● **Exercise requirements**: Using the entries below, quote exactly the span of lines that begins with the line containing "Phrase: man in white shirt" and ends with the final line.

● **Data for this exercise**:
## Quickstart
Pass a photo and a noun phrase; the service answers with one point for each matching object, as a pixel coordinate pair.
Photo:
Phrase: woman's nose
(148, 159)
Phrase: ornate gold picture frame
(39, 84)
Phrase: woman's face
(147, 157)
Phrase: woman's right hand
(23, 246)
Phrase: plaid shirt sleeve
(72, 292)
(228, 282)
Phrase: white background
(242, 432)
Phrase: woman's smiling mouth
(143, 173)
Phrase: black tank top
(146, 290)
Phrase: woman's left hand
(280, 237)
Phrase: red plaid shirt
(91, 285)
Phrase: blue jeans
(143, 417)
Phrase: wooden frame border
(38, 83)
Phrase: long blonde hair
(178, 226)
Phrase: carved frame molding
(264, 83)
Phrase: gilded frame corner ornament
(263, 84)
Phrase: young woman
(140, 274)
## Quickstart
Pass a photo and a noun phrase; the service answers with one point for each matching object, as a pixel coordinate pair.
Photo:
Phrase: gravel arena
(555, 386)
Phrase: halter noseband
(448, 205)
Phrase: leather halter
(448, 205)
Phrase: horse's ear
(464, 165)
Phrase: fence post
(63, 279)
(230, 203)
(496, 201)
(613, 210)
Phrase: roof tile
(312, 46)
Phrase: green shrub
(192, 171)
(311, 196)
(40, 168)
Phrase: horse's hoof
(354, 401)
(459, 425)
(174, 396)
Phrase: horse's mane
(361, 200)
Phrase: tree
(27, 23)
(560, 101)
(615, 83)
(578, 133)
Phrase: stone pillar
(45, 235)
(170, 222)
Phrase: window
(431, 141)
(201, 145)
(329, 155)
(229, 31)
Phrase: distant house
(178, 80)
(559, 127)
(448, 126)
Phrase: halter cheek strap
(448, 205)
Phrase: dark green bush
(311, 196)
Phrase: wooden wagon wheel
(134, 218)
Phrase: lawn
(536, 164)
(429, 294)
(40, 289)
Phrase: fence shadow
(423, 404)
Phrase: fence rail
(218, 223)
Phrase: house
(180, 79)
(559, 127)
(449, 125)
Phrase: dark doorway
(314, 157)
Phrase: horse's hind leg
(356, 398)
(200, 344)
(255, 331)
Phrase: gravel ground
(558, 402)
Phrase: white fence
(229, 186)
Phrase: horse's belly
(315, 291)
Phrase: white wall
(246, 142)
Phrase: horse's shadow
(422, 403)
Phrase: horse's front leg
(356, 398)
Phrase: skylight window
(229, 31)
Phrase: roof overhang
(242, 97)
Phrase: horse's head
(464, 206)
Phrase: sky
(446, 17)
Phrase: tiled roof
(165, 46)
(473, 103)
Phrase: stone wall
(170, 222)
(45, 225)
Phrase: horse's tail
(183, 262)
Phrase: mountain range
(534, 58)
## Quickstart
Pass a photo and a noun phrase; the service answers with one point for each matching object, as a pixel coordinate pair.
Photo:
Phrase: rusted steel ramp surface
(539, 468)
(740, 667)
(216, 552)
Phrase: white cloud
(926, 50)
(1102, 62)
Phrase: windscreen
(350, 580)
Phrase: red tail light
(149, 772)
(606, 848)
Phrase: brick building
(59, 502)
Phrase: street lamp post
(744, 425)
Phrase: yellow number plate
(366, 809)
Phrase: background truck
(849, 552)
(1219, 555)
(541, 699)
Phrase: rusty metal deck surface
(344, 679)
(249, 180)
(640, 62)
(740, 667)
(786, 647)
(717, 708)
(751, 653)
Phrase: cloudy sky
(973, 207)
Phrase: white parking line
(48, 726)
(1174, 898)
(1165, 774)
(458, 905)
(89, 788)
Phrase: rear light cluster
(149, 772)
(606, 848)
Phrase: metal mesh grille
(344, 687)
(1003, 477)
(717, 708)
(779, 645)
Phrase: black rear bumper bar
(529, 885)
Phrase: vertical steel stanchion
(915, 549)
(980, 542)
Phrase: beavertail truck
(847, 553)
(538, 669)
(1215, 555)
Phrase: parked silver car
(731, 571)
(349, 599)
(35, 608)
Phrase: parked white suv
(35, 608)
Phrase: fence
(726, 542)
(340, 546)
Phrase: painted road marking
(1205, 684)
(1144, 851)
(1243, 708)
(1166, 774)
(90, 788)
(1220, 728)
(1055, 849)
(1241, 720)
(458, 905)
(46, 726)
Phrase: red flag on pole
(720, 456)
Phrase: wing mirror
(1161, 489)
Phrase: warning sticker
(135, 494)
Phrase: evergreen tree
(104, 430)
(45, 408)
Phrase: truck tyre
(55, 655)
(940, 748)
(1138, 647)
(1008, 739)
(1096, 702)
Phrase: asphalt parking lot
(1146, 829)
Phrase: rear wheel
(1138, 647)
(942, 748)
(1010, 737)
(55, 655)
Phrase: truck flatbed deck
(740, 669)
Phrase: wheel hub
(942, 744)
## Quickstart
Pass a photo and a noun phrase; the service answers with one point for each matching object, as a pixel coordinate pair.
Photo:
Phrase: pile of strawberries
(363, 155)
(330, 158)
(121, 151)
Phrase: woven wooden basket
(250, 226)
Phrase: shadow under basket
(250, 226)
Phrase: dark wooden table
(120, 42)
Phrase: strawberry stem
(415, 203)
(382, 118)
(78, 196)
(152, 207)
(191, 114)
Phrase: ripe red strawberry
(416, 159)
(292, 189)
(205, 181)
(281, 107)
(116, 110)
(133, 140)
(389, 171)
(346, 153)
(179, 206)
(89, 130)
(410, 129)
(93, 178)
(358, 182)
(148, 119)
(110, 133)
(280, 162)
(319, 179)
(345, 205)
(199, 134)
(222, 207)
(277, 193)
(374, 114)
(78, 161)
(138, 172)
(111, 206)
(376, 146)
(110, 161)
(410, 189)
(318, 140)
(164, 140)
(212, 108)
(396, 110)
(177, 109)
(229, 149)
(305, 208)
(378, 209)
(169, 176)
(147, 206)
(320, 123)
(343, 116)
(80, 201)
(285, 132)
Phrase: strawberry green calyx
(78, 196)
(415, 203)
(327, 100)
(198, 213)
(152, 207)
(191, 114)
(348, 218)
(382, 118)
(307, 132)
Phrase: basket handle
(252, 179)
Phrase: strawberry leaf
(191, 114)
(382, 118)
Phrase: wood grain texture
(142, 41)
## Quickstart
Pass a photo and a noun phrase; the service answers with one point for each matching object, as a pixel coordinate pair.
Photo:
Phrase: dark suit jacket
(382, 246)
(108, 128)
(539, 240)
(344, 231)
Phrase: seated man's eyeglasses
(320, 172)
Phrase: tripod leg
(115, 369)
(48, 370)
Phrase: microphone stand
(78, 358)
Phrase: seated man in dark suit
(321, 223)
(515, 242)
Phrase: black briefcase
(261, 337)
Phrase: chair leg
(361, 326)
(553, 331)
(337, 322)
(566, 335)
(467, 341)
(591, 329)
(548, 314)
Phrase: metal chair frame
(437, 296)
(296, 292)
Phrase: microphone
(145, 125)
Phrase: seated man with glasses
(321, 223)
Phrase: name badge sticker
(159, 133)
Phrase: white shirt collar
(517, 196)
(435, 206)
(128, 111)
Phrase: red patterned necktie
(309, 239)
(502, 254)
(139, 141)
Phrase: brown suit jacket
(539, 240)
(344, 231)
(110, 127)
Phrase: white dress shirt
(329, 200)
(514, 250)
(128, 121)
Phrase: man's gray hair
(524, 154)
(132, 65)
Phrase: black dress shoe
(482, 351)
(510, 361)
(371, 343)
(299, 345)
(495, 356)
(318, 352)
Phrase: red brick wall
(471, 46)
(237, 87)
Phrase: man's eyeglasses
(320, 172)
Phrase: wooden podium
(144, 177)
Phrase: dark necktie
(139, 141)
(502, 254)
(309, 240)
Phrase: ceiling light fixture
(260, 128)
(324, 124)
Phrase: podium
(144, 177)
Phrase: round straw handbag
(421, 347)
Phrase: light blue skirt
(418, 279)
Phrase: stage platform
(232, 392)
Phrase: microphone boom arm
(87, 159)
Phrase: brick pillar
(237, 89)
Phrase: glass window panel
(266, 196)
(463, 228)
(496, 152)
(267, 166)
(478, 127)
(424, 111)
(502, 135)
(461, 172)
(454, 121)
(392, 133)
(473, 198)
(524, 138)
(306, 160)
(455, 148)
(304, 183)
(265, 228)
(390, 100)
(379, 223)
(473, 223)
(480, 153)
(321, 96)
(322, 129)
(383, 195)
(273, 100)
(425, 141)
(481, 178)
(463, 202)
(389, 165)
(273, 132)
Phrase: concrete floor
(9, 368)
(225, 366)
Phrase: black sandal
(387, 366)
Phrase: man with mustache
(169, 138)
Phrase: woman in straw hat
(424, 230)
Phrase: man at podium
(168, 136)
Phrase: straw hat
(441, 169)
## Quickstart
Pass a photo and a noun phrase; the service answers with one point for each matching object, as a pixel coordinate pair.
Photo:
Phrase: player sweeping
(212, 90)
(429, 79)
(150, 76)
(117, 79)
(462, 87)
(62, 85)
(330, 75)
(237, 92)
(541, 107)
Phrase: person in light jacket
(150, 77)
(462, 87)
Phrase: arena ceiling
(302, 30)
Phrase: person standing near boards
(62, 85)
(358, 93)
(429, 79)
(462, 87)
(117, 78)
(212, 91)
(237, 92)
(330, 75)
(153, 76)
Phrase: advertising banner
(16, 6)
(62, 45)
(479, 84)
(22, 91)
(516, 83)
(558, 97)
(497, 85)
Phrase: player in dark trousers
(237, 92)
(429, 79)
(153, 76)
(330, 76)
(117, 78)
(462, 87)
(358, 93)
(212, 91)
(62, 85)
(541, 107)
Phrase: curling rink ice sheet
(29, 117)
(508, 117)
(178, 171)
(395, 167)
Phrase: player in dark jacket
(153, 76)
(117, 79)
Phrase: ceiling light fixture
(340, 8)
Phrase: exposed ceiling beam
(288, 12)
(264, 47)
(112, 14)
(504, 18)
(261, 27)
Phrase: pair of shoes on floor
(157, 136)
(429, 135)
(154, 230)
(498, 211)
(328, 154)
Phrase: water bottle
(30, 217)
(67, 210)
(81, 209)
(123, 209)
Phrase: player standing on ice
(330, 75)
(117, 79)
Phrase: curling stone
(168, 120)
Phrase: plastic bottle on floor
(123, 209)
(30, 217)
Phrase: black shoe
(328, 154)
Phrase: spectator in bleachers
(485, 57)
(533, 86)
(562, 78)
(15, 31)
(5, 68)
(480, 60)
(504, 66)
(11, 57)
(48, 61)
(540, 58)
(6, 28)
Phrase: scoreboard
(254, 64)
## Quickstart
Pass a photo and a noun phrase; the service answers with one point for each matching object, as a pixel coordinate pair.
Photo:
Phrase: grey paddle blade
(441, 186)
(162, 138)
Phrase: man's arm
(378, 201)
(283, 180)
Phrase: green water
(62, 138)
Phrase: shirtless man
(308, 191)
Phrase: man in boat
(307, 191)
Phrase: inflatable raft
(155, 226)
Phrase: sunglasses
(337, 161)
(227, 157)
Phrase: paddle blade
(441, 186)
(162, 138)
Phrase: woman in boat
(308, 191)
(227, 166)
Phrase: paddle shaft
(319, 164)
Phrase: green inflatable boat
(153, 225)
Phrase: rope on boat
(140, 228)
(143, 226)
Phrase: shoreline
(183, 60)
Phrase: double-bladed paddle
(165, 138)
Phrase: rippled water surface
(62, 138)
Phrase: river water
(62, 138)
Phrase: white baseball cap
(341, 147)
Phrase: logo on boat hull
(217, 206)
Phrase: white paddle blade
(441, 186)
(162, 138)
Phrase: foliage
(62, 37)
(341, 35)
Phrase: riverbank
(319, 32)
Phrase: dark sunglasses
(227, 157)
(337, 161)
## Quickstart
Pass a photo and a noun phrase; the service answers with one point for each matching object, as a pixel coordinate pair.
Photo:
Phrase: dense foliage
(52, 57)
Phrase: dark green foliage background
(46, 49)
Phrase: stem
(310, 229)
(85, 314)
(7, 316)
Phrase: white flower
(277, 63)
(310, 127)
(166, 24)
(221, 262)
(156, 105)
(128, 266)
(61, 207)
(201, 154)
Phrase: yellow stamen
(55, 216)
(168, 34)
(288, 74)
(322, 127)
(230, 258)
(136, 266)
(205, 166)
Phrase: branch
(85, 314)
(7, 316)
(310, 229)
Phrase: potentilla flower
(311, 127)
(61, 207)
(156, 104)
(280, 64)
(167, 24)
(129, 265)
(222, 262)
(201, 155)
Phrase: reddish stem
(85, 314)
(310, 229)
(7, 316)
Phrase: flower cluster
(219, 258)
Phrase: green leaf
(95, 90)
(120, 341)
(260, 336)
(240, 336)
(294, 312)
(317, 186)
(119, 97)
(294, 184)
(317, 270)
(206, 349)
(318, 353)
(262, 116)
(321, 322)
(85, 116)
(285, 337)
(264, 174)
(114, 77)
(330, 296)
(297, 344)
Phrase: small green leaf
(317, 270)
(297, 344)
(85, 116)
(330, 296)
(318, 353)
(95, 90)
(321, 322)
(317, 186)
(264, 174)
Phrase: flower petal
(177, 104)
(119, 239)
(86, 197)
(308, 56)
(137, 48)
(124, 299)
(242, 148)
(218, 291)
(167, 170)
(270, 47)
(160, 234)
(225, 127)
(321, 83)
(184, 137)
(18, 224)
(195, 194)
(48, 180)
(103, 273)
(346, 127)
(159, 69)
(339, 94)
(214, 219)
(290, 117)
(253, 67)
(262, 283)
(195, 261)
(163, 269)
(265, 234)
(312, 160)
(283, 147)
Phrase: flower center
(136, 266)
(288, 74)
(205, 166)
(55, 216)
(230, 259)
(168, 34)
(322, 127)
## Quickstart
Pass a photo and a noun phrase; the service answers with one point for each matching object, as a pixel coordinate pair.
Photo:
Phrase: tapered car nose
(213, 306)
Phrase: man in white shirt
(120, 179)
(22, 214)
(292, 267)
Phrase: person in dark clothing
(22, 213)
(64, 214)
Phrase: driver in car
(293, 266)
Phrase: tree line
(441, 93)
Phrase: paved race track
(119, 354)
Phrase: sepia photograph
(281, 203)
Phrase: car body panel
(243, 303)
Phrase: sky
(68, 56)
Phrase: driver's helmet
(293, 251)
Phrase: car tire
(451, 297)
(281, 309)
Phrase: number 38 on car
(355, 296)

● **Exercise output**:
Phrase: man in white shirt
(120, 179)
(22, 214)
(292, 267)
Phrase: person in dark clothing
(22, 213)
(64, 214)
Phrase: driver in car
(293, 266)
Phrase: tree line
(441, 93)
Phrase: paved race track
(119, 354)
Phrase: sepia photograph
(281, 203)
Phrase: car body panel
(243, 303)
Phrase: sky
(68, 56)
Phrase: driver's helmet
(293, 251)
Phrase: car tire
(451, 297)
(281, 309)
Phrase: number 38 on car
(355, 296)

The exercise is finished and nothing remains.